*ABOUT THIS TASK*
Everything from the line that contains "umbrella handle above? Mark it with a dot." to the end of the data below is to be reproduced verbatim; leave all else out.

*SUPPLIED DATA*
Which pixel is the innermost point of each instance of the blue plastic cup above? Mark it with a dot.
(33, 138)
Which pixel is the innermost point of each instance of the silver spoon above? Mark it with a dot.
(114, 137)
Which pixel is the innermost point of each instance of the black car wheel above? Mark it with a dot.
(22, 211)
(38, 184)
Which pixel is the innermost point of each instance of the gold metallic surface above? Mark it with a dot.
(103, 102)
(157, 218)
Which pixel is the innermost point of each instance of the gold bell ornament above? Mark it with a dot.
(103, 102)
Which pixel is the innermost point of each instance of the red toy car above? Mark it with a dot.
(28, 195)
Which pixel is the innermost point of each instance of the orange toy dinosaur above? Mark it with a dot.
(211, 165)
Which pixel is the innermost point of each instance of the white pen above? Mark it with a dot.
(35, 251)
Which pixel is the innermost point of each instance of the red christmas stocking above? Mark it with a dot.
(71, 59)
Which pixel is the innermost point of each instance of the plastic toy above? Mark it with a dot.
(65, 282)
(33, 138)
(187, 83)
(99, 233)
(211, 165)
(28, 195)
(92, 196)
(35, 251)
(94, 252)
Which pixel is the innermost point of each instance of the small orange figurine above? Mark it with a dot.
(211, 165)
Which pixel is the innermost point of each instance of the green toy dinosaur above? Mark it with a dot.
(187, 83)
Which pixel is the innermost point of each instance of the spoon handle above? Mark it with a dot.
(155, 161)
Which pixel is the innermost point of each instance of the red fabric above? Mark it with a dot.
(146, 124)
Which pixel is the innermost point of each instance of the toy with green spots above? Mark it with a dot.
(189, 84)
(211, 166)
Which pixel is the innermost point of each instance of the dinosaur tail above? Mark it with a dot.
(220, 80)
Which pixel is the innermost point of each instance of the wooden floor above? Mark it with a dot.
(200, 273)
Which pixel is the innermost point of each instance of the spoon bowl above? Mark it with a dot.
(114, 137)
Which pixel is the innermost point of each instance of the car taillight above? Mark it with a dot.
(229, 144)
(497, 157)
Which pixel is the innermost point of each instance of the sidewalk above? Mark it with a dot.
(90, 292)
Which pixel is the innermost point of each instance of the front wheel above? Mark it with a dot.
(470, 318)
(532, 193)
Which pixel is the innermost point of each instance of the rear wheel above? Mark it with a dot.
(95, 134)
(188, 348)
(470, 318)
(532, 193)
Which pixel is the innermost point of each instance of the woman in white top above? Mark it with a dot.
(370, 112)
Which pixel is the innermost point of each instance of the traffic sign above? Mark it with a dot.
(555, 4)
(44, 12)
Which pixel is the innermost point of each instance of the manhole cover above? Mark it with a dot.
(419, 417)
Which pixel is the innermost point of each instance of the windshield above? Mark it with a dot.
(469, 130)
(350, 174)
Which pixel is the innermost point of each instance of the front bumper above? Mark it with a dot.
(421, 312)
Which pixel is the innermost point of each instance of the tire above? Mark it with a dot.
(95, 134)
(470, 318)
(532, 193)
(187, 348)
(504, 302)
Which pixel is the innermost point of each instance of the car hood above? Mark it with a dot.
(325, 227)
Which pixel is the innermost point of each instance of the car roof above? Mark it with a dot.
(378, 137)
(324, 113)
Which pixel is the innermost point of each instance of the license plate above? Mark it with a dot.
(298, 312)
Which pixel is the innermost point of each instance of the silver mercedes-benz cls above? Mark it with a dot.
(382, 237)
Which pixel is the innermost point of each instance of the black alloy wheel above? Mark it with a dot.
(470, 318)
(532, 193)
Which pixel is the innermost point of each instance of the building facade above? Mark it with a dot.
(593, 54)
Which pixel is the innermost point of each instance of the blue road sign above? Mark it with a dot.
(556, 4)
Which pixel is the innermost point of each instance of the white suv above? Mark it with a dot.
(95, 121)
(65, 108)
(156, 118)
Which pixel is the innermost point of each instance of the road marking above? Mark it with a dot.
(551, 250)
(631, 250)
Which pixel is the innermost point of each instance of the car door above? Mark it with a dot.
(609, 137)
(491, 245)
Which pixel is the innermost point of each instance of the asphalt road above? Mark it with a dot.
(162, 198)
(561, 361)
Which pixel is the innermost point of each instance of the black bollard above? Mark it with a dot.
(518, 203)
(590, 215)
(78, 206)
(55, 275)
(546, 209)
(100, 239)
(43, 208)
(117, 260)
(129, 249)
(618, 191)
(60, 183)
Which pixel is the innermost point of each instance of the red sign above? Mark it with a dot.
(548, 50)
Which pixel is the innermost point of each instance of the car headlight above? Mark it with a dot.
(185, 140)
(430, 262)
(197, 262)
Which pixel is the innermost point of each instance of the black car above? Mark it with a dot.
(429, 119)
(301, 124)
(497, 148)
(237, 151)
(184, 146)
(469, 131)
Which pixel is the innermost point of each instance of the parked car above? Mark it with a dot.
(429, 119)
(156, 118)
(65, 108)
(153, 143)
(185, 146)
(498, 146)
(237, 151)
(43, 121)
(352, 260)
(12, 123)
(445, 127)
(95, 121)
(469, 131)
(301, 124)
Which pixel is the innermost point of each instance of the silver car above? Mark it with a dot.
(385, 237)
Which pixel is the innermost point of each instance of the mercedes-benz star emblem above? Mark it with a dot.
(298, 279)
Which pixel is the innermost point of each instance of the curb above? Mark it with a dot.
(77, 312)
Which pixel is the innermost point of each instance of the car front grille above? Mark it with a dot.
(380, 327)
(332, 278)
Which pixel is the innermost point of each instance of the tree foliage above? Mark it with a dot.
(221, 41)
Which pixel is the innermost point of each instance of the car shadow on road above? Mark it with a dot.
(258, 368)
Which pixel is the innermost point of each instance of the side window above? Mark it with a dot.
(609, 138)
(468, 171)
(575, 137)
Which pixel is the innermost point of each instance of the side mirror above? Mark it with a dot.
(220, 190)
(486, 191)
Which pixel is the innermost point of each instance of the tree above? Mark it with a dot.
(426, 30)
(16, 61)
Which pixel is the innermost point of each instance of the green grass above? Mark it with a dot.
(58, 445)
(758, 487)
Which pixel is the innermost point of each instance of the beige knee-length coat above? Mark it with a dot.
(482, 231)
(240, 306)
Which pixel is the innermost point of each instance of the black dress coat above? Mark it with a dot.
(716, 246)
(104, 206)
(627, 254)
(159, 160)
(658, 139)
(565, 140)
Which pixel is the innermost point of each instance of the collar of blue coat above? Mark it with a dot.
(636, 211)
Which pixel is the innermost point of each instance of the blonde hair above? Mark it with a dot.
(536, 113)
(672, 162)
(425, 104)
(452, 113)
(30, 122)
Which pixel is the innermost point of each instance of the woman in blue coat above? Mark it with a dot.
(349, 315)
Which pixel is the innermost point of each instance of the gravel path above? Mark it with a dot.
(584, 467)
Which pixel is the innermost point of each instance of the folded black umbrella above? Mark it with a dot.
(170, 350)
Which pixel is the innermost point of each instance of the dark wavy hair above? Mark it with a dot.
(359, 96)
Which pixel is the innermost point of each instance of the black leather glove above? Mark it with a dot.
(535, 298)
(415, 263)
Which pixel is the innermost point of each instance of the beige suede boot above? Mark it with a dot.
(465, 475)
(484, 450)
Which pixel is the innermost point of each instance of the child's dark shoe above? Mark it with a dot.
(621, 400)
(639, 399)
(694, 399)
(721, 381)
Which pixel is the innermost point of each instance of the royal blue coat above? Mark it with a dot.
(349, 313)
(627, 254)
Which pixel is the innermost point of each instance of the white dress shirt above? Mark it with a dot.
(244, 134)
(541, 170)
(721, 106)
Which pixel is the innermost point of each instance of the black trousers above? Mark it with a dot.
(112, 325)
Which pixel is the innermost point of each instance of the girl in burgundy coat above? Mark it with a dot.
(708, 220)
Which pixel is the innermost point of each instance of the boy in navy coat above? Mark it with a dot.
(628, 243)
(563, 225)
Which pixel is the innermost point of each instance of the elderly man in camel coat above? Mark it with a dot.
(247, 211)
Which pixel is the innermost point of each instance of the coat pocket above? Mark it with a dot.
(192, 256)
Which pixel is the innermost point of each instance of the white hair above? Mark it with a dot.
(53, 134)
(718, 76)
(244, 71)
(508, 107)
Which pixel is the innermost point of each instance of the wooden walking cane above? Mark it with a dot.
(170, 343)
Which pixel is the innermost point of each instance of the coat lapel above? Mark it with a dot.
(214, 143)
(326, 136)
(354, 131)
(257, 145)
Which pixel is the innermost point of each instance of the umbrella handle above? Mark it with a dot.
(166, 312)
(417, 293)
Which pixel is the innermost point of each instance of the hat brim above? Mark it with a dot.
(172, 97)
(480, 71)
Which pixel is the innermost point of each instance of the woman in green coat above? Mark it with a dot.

*WRITTEN REPLY*
Which pixel is the innermost point of each instance of the umbrella handle above? Mark it with a dot.
(166, 312)
(417, 293)
Which pixel is the innermost point of each instance of the hat brim above? Mark it with a dot.
(172, 97)
(480, 71)
Which pixel is the innermost point of each instance of the woman in green coat above? Mark it with a dot.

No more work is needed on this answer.